>> Begin

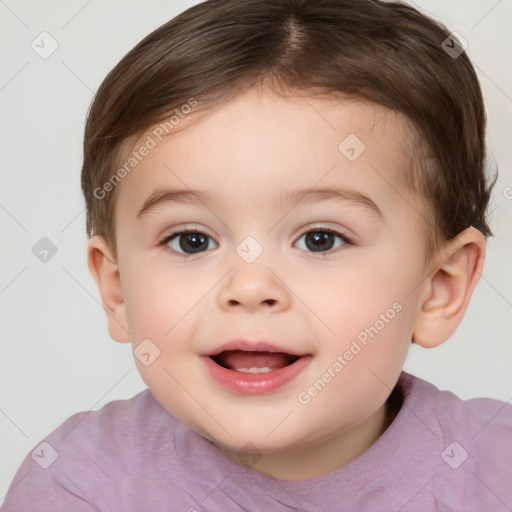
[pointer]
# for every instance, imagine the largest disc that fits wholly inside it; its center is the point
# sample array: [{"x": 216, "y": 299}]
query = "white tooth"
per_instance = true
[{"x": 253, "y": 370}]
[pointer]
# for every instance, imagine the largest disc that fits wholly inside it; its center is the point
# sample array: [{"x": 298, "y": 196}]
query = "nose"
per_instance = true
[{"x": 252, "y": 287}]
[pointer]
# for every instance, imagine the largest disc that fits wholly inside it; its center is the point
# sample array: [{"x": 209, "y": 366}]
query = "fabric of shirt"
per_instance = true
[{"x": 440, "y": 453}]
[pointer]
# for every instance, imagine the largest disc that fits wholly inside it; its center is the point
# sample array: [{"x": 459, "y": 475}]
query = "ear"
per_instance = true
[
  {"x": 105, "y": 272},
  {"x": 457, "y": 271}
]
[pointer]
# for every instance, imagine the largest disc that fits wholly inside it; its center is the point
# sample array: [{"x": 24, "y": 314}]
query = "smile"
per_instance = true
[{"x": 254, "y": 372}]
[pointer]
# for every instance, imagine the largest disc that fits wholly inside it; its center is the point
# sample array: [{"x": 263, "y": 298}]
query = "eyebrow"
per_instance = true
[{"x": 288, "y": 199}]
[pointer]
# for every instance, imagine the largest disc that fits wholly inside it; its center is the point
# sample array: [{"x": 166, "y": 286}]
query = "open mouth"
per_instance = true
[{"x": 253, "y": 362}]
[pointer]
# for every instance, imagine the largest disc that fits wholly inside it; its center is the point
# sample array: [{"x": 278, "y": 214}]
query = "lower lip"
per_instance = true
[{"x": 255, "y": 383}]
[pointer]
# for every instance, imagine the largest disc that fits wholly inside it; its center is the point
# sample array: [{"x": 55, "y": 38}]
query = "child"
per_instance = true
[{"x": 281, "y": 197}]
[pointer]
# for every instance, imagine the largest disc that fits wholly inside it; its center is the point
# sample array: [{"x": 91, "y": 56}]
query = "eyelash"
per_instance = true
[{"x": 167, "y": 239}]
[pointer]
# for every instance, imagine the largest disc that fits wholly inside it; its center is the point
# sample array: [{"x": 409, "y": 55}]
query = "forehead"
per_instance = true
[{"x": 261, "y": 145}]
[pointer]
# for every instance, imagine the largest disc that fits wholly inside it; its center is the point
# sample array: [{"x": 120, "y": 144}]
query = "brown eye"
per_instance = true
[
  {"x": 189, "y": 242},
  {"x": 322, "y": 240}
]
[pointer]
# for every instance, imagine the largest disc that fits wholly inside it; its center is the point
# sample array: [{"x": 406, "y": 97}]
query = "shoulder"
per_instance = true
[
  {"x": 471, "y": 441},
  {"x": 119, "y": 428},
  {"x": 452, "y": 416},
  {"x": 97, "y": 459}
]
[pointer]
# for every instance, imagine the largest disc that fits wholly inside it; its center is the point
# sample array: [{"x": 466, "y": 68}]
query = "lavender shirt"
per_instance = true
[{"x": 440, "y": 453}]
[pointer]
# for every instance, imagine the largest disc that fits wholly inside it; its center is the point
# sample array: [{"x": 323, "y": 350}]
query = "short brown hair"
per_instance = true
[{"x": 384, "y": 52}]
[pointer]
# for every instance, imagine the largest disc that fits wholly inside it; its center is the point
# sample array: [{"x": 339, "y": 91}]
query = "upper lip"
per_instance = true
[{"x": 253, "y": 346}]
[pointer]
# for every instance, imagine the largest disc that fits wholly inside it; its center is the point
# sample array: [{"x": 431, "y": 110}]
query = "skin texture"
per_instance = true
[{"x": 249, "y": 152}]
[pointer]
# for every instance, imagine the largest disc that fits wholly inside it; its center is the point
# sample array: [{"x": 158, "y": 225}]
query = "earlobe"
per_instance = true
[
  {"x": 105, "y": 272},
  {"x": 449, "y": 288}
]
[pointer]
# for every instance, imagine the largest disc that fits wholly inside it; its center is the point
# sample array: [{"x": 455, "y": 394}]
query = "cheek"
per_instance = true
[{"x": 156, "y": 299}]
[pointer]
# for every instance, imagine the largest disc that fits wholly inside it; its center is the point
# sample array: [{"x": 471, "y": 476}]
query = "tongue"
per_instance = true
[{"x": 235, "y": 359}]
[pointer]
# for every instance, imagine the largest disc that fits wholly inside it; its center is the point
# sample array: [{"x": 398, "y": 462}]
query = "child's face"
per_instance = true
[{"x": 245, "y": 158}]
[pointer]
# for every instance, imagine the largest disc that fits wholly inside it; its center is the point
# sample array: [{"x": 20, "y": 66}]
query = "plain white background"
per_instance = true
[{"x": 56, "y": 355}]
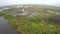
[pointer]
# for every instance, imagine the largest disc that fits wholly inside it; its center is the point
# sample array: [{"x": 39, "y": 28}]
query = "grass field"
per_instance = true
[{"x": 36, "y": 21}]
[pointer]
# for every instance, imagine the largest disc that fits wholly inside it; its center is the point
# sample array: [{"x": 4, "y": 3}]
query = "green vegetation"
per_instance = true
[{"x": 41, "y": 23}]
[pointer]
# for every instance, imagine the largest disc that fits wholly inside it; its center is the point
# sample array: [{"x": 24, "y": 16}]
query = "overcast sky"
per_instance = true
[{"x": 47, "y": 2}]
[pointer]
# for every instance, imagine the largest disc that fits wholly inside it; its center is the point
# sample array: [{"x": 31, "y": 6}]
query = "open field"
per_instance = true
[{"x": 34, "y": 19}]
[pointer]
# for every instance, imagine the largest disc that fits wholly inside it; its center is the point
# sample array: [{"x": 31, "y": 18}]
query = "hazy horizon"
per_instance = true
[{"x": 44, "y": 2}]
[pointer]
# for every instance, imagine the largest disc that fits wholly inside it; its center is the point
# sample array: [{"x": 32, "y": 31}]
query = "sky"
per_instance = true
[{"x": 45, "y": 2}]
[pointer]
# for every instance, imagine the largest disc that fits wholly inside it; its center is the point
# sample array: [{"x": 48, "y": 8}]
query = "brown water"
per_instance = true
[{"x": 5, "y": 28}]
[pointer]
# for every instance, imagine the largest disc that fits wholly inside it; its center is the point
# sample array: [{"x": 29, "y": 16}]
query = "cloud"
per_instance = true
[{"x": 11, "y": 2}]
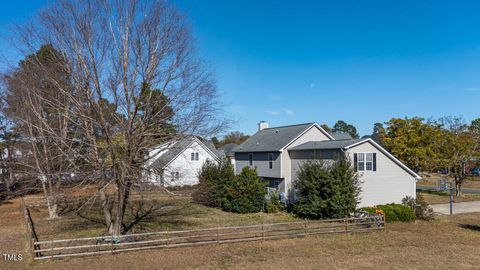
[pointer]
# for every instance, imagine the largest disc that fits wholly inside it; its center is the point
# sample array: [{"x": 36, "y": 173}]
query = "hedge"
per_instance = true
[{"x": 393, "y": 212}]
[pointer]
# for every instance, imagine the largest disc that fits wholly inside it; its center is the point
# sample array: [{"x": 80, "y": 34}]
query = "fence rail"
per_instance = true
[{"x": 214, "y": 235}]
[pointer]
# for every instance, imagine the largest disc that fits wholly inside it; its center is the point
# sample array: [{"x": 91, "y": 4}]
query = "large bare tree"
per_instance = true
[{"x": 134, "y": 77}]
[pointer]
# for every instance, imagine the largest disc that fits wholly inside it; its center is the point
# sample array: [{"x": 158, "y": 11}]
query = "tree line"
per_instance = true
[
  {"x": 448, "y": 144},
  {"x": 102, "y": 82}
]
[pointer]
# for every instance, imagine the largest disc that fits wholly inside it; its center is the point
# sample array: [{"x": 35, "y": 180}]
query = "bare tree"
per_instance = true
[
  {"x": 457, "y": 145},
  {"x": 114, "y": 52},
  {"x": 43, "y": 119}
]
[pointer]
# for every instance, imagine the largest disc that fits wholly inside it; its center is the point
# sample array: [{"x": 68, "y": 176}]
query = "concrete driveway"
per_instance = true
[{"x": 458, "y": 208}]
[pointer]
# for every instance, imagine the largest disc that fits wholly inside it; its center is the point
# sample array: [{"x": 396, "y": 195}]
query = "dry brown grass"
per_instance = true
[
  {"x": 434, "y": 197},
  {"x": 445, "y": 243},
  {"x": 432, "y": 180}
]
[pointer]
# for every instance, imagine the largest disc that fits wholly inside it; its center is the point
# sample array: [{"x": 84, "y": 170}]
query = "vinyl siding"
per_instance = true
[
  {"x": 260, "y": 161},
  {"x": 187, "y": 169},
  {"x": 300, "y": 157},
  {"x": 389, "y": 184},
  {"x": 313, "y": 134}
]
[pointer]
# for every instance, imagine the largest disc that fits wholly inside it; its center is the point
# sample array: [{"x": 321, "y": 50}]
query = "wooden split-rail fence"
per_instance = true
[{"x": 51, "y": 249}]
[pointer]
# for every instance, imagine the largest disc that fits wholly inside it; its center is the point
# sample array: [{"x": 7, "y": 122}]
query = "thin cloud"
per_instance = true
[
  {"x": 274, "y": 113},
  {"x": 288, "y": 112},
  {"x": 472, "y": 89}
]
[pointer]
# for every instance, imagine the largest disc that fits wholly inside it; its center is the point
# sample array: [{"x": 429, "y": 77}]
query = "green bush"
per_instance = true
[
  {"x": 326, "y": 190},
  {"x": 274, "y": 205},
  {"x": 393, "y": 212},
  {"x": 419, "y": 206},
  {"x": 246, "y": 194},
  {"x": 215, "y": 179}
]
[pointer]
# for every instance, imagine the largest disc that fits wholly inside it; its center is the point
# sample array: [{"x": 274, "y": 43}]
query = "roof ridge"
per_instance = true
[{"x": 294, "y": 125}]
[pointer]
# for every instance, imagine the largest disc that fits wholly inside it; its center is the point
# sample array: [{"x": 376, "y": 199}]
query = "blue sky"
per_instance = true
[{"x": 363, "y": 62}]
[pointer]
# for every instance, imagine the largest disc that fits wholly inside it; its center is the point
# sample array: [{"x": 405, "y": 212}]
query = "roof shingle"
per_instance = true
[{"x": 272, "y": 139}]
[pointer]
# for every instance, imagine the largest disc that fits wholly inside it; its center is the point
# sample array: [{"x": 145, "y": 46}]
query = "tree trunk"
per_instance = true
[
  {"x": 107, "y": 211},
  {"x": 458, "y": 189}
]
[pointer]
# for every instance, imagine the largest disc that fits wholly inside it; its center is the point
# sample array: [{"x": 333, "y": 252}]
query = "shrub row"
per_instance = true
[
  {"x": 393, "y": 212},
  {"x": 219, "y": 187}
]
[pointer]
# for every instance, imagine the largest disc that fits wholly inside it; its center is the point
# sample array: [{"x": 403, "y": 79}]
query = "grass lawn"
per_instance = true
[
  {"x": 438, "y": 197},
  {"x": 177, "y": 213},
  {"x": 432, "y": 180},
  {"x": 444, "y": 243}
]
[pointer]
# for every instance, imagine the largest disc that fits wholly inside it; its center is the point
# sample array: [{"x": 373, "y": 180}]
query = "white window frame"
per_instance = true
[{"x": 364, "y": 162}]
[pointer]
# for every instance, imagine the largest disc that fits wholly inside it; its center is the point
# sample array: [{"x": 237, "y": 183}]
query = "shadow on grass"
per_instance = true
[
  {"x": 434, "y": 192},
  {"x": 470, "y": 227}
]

>> End

TO DO:
Count the lines in the data above that contain the string "brown", where case matters. Reply with only that number.

THE ANSWER:
4